MATERIAL SUPPLIED Start Marker
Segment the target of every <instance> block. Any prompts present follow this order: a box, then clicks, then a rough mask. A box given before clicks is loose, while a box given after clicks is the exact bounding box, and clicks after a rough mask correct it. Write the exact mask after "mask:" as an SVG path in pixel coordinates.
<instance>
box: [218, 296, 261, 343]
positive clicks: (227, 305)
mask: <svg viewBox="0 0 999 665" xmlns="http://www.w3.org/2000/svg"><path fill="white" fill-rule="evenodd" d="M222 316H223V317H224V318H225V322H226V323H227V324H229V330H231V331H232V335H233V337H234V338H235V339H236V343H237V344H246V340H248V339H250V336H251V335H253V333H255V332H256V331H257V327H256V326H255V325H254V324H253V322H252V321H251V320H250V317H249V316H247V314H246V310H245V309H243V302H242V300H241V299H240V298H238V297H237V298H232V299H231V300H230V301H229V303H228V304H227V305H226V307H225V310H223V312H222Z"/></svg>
MATERIAL SUPPLIED End Marker
PROBLEM REQUIREMENTS> Please copy all of the rows above, character for character.

SOLUTION TO THIS PROBLEM>
Segment the target of every <instance> block. Any prompts present follow this order: a box, then clicks, then a rough mask. A box given before clicks is loose, while a box given after clicks is the exact bounding box, and clicks after a rough mask correct it. Write the exact mask after "mask:" as an SVG path in pixel coordinates.
<instance>
box: [218, 296, 261, 343]
positive clicks: (227, 305)
mask: <svg viewBox="0 0 999 665" xmlns="http://www.w3.org/2000/svg"><path fill="white" fill-rule="evenodd" d="M222 316H223V317H224V318H225V322H226V323H227V324H229V330H231V331H232V335H233V337H234V338H235V339H236V343H237V344H246V340H248V339H250V336H251V335H253V333H255V332H256V331H257V327H256V326H255V325H254V324H253V322H252V321H251V320H250V317H249V316H247V314H246V310H245V309H243V302H242V300H241V299H240V298H238V297H237V298H232V299H231V300H230V301H229V303H228V304H227V305H226V307H225V310H223V312H222Z"/></svg>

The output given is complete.